══ Excerpted passage ══

Cooch Behar is the district headquarters and the largest town of Cooch Behar district in the Indian state of West Bengal. The name Cooch Behar is derived from two words—Cooch, a corrupted form of the word Koch, the name of the Koch tribes, and the word behar is derived from vihara meaning land, Koch Behar means land of the Koches.

The Historical Kamtapur comprises the total North Bengal maximum parts of Assam, some parts of present Bangladesh and few parts of Bhutan.

Historical evidence
In the olden days a greater part of the Kamrup made up the Koch state. The state of Kamrup was made up of four Pithas. Out of that Cooch Behar was a part of Ratna Pitha. In the beginning of the 16th Century, this state emerged as a powerful kingdom. In the beginning this state was known as Pragjyotish, Lohitya, Kamrup, Kamta, etc. In Bhaskar Verma's Tamralipi we found the name of 'Kamrup'. In the travel logs of Xuanzang and Harischaritra we also discover the name of Kamrup. In 1586 British businessman Ralph Fich have stated the name 'Couch'. In Akbarnama we also found the name of 'Koch'. Stephen Casilla have stated the name 'Coch' and the capital as 'Biar'. In the 17th Century Von Dan Brooke's map there is a place mentioned as 'Ragiawerra Cosbhaar'. In one of the description by a Dutch Sailor we found the name 'Kosbia'.

═══
══ Record excerpts ══

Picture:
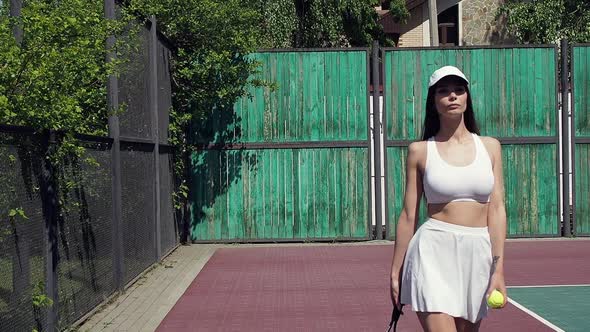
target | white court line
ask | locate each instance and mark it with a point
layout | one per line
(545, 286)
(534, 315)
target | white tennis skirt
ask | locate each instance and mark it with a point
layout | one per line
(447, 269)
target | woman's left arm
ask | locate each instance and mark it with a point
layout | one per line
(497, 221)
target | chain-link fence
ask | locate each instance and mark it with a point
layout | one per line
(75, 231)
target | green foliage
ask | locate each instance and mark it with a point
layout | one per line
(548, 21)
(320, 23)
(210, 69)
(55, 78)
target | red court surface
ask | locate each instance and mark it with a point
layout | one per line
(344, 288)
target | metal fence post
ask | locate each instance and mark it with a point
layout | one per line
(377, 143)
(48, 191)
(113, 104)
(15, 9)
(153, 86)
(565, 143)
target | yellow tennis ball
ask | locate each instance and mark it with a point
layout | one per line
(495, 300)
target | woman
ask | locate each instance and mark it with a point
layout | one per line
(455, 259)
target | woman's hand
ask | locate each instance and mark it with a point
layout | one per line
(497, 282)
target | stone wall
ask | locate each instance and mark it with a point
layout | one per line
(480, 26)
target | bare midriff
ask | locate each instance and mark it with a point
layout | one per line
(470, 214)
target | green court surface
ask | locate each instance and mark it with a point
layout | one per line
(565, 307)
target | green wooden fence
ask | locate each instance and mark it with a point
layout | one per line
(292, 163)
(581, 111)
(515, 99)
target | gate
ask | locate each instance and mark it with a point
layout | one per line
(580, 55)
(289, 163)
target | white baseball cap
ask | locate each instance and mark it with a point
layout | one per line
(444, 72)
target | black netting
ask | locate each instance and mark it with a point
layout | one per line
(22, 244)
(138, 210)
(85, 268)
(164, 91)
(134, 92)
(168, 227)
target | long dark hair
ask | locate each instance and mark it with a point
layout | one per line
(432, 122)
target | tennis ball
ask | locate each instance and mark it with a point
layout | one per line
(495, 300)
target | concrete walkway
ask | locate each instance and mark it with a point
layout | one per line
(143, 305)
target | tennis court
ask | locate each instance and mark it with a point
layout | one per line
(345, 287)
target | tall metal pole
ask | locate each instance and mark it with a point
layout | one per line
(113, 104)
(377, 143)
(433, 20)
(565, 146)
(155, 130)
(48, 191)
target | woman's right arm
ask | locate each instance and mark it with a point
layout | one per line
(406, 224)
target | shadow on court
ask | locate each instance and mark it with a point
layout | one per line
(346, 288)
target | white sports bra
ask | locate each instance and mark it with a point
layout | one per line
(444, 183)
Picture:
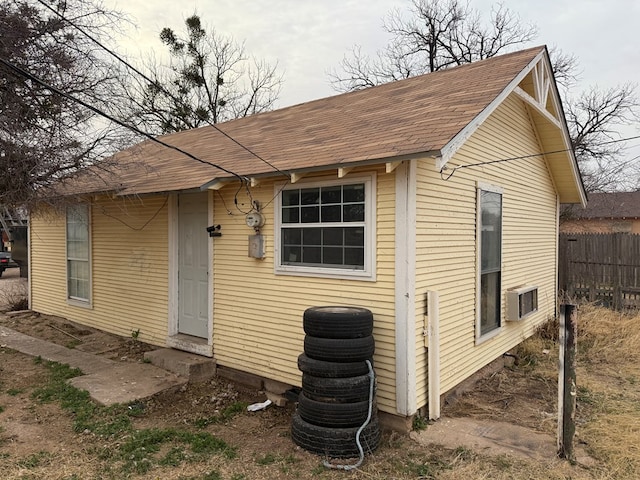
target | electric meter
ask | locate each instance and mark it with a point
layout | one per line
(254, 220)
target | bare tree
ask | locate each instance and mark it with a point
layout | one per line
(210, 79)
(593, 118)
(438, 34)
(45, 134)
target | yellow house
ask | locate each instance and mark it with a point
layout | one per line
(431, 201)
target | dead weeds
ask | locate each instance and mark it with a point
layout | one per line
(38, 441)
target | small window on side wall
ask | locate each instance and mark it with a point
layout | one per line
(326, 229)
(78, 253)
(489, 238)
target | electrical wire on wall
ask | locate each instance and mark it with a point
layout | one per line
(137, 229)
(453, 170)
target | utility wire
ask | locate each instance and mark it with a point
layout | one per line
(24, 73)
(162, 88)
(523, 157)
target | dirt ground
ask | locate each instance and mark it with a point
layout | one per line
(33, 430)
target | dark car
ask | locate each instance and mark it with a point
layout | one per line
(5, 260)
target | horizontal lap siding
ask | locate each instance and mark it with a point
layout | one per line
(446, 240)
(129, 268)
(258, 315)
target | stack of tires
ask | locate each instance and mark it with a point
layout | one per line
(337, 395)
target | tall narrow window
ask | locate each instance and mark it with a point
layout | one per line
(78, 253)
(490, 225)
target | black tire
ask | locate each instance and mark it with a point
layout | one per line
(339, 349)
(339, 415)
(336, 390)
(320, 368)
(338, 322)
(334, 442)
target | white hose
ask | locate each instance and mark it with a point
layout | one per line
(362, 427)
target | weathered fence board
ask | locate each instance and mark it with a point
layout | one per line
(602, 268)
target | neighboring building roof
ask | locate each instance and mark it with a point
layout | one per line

═══
══ Record excerpts ══

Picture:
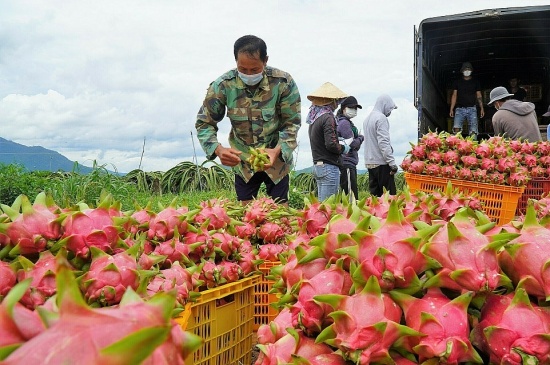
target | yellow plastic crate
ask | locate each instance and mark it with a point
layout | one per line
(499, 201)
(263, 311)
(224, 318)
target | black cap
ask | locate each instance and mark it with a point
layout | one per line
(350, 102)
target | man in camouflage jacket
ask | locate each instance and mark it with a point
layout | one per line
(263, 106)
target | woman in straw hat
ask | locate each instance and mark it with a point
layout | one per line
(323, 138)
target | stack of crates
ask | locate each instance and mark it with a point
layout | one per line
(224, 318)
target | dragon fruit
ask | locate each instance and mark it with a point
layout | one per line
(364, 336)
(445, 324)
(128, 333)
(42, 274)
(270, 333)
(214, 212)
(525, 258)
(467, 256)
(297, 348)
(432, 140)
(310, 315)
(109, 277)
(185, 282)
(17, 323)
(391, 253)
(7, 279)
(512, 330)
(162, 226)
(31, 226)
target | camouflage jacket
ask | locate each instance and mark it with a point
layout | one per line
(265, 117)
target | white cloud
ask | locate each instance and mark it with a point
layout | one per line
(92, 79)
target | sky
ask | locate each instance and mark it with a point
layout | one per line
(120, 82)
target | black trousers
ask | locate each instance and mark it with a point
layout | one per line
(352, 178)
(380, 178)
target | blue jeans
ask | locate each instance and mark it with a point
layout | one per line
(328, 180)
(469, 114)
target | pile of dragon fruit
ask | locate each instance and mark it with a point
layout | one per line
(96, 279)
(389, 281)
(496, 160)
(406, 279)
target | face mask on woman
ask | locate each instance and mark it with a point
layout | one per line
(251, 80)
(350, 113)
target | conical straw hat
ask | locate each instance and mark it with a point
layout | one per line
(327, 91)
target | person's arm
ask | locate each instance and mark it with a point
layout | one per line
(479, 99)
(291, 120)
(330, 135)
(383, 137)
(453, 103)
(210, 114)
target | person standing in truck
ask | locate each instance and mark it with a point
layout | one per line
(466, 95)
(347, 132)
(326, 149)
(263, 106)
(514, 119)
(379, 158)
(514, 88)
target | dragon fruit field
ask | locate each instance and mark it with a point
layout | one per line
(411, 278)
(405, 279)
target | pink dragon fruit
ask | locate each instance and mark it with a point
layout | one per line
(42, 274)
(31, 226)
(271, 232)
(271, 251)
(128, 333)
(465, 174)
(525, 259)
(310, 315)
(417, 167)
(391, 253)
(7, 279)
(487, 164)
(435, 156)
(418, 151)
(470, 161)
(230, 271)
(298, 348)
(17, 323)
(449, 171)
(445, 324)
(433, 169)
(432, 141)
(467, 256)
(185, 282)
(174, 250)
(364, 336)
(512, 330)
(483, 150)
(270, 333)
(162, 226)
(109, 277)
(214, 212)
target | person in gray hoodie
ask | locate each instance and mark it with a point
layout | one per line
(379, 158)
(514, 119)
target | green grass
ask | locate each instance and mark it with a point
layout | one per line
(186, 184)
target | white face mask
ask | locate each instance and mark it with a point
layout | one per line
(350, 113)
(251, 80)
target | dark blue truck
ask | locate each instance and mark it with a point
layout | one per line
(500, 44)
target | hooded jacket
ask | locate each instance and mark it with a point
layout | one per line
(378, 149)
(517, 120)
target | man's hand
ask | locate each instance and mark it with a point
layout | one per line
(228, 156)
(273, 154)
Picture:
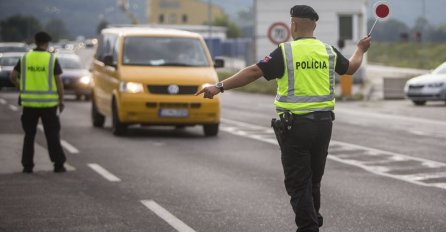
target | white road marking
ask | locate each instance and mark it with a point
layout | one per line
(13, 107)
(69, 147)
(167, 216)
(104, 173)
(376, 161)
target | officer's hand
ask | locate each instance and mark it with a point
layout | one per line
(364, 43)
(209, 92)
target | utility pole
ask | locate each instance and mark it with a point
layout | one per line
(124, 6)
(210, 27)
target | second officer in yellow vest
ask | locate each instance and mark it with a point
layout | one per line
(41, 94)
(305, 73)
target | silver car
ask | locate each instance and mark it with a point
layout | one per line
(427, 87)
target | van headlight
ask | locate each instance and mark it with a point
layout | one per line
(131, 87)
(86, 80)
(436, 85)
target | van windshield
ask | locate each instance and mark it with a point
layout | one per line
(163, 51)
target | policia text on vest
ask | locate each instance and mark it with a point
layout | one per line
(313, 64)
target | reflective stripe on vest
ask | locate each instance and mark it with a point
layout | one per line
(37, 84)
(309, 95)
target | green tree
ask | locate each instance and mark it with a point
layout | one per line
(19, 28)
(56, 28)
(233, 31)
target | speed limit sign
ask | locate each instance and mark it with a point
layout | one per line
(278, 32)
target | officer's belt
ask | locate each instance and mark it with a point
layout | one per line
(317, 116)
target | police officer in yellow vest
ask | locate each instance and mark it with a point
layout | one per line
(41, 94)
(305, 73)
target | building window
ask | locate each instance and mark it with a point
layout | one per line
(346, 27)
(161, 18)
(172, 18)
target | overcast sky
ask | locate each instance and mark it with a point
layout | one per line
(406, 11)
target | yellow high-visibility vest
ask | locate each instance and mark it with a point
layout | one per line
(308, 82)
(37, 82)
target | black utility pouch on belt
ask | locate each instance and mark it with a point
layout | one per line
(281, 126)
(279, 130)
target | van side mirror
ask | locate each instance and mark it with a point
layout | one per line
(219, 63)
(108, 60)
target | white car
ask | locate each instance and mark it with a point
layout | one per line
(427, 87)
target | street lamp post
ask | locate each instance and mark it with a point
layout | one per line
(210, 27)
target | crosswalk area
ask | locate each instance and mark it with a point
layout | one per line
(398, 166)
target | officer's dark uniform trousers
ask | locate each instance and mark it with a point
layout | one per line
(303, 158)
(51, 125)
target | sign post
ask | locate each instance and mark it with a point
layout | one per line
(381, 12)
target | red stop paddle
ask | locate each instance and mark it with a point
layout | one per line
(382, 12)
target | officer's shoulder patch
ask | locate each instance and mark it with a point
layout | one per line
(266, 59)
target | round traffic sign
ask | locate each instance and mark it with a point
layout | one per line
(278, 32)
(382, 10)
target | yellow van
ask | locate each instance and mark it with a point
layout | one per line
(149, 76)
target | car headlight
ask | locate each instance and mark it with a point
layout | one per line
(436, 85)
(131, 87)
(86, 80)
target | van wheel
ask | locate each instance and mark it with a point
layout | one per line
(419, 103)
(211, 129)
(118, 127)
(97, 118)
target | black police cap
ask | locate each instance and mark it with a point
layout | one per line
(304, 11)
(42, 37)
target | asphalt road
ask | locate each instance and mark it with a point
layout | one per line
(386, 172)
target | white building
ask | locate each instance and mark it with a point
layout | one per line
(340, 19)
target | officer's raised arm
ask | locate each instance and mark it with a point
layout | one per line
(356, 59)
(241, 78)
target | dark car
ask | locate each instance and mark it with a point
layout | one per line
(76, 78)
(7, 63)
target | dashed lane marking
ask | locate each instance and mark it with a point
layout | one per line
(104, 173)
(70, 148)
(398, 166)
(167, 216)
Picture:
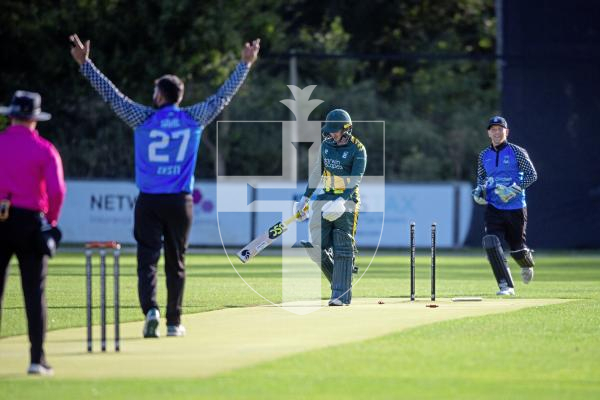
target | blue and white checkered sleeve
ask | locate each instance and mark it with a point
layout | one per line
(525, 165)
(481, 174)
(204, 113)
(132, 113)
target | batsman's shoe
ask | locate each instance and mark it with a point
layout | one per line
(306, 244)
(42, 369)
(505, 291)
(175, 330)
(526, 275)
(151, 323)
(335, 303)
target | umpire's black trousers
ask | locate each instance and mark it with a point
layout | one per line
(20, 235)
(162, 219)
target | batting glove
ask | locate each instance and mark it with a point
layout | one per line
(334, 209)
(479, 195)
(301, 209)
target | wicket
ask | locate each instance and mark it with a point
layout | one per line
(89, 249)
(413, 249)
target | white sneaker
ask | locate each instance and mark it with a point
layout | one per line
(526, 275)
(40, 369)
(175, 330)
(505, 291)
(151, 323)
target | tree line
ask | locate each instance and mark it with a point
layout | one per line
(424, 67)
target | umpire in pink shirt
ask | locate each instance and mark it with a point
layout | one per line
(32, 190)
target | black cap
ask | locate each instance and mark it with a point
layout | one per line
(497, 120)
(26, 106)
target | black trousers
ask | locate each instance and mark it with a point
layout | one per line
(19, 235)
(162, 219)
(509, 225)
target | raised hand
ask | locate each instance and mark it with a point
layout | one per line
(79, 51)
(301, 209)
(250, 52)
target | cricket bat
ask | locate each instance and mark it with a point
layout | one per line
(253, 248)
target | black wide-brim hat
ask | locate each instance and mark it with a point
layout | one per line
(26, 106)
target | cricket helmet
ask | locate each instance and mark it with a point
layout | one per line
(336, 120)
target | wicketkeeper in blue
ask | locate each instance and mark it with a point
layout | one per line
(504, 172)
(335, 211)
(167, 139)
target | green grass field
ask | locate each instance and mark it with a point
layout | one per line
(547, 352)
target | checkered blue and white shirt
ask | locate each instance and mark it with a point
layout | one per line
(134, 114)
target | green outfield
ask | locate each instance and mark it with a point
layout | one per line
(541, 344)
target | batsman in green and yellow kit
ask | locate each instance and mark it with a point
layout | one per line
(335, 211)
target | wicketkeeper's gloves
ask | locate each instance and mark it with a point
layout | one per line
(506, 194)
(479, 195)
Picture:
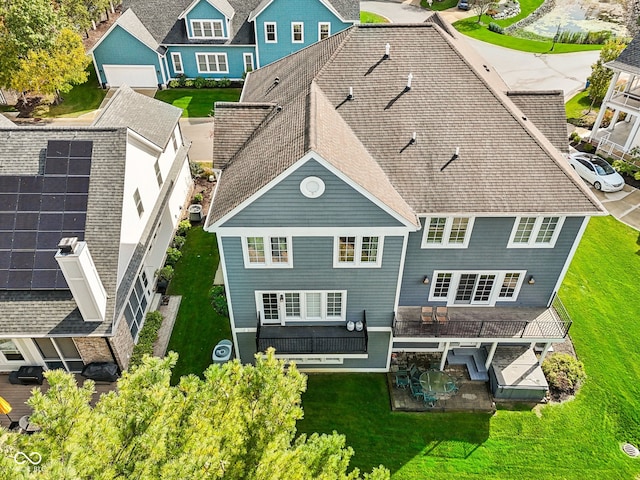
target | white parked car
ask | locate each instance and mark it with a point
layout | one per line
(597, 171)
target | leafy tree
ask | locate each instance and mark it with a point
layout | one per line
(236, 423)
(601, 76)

═══

**To do**
Extend the passage on Cooch Behar beyond its final sentence, in the same style.

**Response for this exercise**
In the 'Bishwakosh' (Bengali for Encyclopedia) written by Nagendra Nath Bose, he stated that in the beginning the state of Cooch Behar was first stated as 'Bihar'. Later to distinguish between Mughal occupied province of Bihar the name of the state was changed to Koch Bihar, but this theory have some doubts as well. The kings of Koch dynasty such as Biswa Singha, Nara Narayan, Pran Narayan, etc. have their title of 'Kamteshwar'. The state of Cooch behar have been stated in various book, in different times as 'Bihar' or 'Behar' or 'Nijo Behar'. Even in the Cooch Behar Royal Government's letters, Notices, records, deeds, etc. we can see these names. But there are many theories or stories behind the naming of Cooch Behar.

Possible causes
 The word Cooch Behar means the area where Koch people move about or stay.
 The word may have been given for the area where Kochkumari and Mahadev moved about.
 To distinguish from the Mughal occupied province of 'Bihar'.
 From the Bengali word 'Krore' to 'Koch'. In the fear of Parshuram the Khatriyas took shelter in the 'Krore' or 'Koch' of Bhagabati.
 From the Bengali word 'sankoch' or fear to koch. To bring out the fearing condition of the Khatriyas from Parashuram.
 Many people say that due to the situation on the bank of the Sankosh River it had turn from 'kosh' to 'koch'.
 From 'Kochk' to 'Kock'. In Dhruvananda Mishra's Kulkarika, the residents of 'Kochok' have been named 'Koch'..
 The Buddhist monasteries are called 'Bihar'. It is estimation that there was an influence of Buddhism in the area.
 Many Kings of Koch Bihar have been named 'Bihareshwar'.
 In the Tantra Books the name of Cooch Behar is 'Kochbadhupur'. It is told that this area is a favourite area of Mahadev to roam about or bihar.
 According to Buknan the name may have come from the Kush grass.

The history of the official present name
In the times of East India Company the following English spellings were used such as:
Cooch-Bihar, Coss-Beyhar, Kuch Behar, Kutch-Behar, Cooch-Behaar, Cooch-Behar, Kooch-Behar, Koch-Bihar, Koch Vihar, Koosh-Beyhar, etc.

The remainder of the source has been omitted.